=== HOW TO COMPLETE THIS TASK ===
Having located "Expected: for every instance of the metal" in the records below, repeat exactly the line it is on and all subsequent lines, ending with the last.

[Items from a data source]
* * * * * * *
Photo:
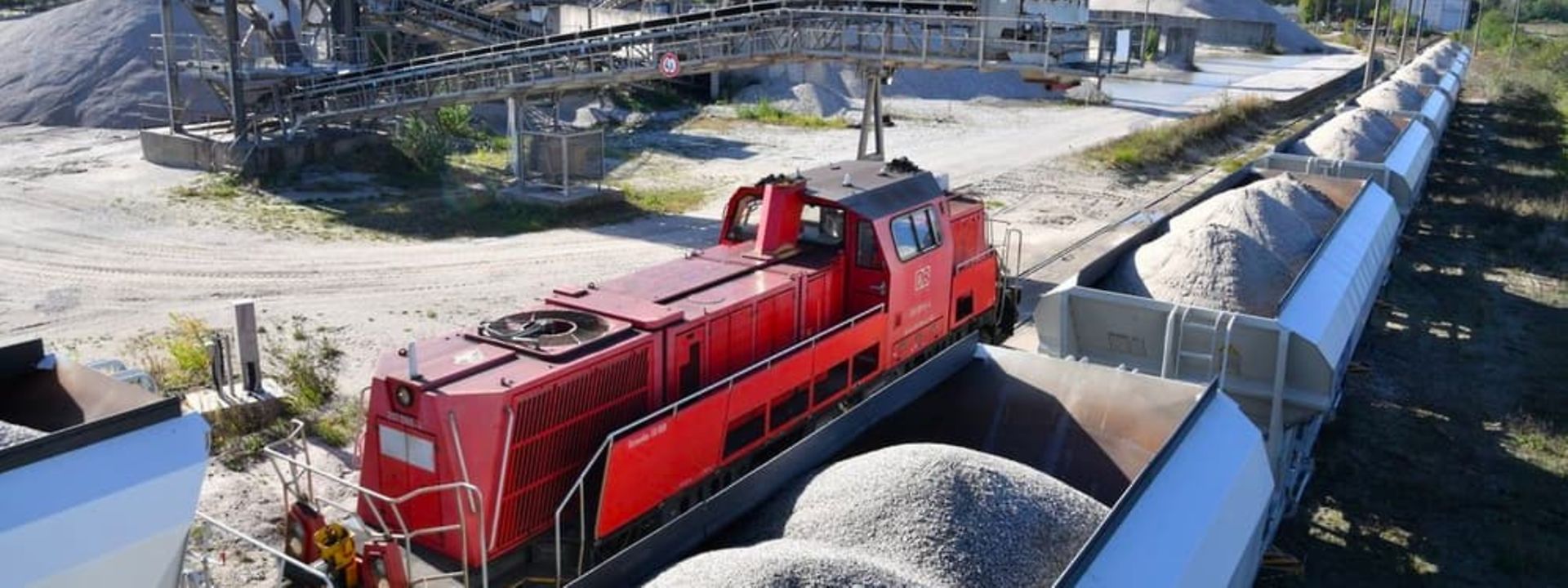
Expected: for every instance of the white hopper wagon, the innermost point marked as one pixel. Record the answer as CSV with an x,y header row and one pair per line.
x,y
99,477
1181,466
1435,107
1401,170
1285,371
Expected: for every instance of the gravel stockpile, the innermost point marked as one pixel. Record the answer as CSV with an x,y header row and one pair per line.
x,y
954,516
784,564
1213,267
1360,136
16,434
835,90
1392,95
1267,212
85,65
1236,252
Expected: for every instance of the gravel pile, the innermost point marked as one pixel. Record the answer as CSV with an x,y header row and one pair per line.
x,y
1392,95
1264,212
1419,73
786,564
835,90
1236,252
1360,136
16,434
87,65
908,514
1213,267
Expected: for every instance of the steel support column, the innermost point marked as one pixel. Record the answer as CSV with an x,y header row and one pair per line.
x,y
170,73
871,118
231,30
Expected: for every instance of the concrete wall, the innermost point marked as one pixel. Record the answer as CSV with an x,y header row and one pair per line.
x,y
1213,32
1441,15
572,18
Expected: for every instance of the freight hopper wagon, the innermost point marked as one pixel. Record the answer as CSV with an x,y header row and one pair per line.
x,y
1179,465
1397,165
1431,102
1283,363
639,397
98,477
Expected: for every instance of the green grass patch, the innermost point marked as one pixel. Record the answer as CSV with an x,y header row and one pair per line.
x,y
767,114
175,356
1539,444
1175,145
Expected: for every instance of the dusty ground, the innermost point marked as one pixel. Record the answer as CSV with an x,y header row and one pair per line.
x,y
1448,460
96,250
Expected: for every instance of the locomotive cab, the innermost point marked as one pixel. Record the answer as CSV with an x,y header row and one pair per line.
x,y
645,394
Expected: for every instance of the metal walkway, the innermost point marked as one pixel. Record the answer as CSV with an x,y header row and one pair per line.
x,y
468,20
916,35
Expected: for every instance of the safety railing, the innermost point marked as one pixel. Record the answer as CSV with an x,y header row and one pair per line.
x,y
298,482
577,491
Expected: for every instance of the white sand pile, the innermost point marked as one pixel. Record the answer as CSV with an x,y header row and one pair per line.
x,y
85,65
1419,73
954,516
833,90
1261,211
1213,267
1360,136
784,564
1392,95
16,434
1236,252
1290,37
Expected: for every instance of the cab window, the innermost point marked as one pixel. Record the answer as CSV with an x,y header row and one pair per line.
x,y
915,233
866,252
746,216
822,226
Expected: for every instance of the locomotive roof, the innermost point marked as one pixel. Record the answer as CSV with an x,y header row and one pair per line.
x,y
871,192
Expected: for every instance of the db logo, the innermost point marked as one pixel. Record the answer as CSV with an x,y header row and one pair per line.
* * * * * * *
=== ANSWER TO THE EXERCISE ===
Expected: for every instance of the metal walkway, the innermost point marked as one pixel. Record the answer as CSV with an x,y header row and one pair per line.
x,y
468,20
916,35
Expected: for every instance of the safety railing, the innermost point marked as one pixel. Record the answer as CSV with an x,y header row and one pair per line.
x,y
298,482
577,491
Expected: for every instance of the white sand pile, the innermost point marked as one pixel. Record the answer as CSV with an x,y header row and one pair per line.
x,y
85,65
1419,73
954,516
833,90
1261,211
1213,267
1360,136
784,564
1392,95
16,434
1236,252
1290,37
Expected: for every instance of the cab window, the innermost point marked as one pixel. Record the answer as CSV with an x,y header row and one pair per line.
x,y
915,233
866,252
746,216
822,226
Expected: for every instance of the locomotive roof, the innermost point marked as one pixel. Record the answer as CSV with an x,y header row and one pair per line.
x,y
871,192
Expected: for every instance of the db logo, the innermost point marked as one pixel. Record the answer as CSV with an x,y header row and one pair per line.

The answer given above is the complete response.